> THE REQUEST
Please copy the listing below, starting with the line with "Report one point per instance of the grassy" and going on through the line with "[[106, 156], [199, 100], [287, 103]]", keeping every line and offsetting each answer coordinate by 90. All other numbers stay as they are.

> MATERIAL FOR THIS EXERCISE

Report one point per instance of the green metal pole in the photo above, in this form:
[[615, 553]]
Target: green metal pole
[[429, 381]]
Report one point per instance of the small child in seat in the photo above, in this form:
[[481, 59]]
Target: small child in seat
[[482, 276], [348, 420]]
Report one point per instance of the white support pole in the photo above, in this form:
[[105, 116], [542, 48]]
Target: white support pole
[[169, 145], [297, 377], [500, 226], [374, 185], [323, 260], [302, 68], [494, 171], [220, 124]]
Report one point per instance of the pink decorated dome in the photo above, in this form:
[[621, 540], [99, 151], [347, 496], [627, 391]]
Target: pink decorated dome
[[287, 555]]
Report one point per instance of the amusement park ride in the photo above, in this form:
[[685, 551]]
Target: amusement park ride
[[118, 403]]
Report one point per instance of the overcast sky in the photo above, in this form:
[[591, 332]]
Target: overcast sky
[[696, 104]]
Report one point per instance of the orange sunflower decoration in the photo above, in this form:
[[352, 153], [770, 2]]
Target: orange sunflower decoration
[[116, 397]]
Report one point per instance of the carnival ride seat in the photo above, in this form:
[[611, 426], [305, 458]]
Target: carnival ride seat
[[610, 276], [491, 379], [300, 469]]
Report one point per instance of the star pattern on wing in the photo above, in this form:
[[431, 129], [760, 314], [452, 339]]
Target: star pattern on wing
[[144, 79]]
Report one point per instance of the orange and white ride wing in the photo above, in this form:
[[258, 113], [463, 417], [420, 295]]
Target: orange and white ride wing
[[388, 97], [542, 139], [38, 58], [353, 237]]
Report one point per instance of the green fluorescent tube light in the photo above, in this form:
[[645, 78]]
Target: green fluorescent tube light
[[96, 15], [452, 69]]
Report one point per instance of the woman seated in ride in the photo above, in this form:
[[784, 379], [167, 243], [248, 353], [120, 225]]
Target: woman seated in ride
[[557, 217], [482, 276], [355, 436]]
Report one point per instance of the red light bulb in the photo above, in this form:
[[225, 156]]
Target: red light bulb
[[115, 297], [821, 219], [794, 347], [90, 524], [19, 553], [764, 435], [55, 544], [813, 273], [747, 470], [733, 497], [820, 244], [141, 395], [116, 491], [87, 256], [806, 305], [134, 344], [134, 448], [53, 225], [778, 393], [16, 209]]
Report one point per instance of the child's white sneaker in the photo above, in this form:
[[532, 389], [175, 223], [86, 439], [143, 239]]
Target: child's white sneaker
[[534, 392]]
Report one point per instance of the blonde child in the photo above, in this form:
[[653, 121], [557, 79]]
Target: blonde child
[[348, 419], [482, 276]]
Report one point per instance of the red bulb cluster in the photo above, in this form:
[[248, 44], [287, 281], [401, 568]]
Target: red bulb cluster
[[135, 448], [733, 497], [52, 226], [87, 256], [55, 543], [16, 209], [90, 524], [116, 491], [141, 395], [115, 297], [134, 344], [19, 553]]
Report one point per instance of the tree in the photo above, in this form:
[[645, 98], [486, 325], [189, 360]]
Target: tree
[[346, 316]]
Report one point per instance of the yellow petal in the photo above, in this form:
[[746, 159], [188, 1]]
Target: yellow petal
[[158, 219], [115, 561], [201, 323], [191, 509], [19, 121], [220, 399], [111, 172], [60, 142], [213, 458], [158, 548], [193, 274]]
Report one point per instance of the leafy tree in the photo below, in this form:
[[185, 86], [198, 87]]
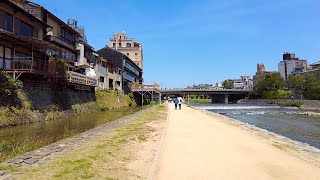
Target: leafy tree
[[227, 84]]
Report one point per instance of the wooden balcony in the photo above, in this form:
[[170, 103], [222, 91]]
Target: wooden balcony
[[24, 64], [77, 78]]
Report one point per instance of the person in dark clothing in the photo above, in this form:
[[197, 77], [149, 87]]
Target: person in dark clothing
[[176, 102]]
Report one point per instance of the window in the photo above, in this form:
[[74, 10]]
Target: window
[[31, 11], [67, 37], [25, 29], [101, 79], [6, 21]]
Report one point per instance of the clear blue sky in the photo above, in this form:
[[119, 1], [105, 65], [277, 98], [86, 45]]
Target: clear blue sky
[[201, 41]]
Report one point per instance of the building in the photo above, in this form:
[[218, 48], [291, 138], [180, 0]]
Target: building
[[261, 73], [127, 71], [41, 47], [129, 47], [244, 83], [291, 65]]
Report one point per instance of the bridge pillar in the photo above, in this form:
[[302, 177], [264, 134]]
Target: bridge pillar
[[220, 98]]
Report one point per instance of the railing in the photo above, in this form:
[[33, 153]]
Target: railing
[[144, 86], [60, 41], [77, 78], [24, 64], [102, 86]]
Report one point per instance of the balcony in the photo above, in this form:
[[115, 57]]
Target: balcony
[[77, 78], [24, 64], [61, 42]]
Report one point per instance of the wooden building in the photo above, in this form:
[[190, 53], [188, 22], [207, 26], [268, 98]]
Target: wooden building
[[35, 45], [129, 70]]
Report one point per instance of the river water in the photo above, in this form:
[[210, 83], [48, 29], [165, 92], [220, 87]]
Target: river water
[[280, 120]]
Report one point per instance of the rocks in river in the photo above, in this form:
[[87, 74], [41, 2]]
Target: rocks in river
[[316, 114]]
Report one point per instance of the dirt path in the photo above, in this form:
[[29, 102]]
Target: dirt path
[[200, 146]]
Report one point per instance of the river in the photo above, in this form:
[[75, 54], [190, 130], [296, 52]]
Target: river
[[281, 120]]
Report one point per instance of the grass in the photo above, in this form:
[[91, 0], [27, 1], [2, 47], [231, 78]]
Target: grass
[[106, 156], [199, 100], [292, 103]]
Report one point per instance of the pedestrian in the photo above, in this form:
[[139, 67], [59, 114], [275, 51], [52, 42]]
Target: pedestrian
[[176, 102], [179, 102]]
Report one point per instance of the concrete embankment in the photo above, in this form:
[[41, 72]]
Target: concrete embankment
[[308, 105], [201, 145]]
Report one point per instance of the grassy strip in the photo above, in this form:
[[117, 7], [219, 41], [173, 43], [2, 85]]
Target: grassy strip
[[106, 156], [199, 100], [287, 103]]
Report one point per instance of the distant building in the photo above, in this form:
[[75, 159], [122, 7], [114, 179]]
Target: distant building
[[291, 65], [244, 83], [261, 73], [128, 47], [127, 71]]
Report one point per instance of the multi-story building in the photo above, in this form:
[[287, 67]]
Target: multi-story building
[[290, 65], [129, 47], [261, 73], [38, 45], [129, 71], [244, 83]]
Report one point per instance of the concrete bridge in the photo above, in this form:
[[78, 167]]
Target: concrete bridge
[[217, 95]]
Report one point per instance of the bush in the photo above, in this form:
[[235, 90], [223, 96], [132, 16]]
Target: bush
[[278, 94]]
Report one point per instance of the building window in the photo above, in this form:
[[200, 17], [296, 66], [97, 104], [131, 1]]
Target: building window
[[67, 37], [31, 11], [6, 21], [101, 79], [25, 29]]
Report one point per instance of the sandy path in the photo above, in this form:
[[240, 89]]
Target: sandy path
[[199, 146]]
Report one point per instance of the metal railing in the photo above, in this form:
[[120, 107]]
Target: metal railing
[[77, 78], [24, 64]]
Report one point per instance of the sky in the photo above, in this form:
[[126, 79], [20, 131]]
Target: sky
[[201, 41]]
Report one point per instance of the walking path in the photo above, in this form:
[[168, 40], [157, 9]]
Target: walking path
[[199, 146]]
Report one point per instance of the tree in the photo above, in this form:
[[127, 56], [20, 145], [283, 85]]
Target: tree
[[227, 84]]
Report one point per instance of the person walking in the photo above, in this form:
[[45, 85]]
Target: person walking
[[179, 102], [176, 102]]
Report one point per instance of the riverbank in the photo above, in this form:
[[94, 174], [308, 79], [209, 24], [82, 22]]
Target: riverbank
[[307, 105], [199, 144], [43, 106], [119, 150]]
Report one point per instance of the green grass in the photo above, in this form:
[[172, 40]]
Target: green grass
[[198, 100], [292, 103], [105, 156]]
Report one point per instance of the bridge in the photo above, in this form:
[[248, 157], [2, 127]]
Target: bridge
[[217, 95]]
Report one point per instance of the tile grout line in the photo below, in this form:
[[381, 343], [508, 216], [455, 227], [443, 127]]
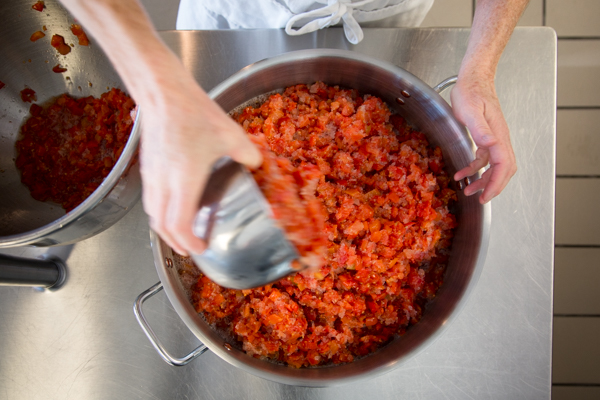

> SOLUTION FOR THIS TASK
Report one point per instance of the grassy strip in the photo above, in this form:
[[117, 7], [219, 41], [173, 43], [2, 85]]
Target: grassy strip
[[196, 246], [289, 190], [377, 193]]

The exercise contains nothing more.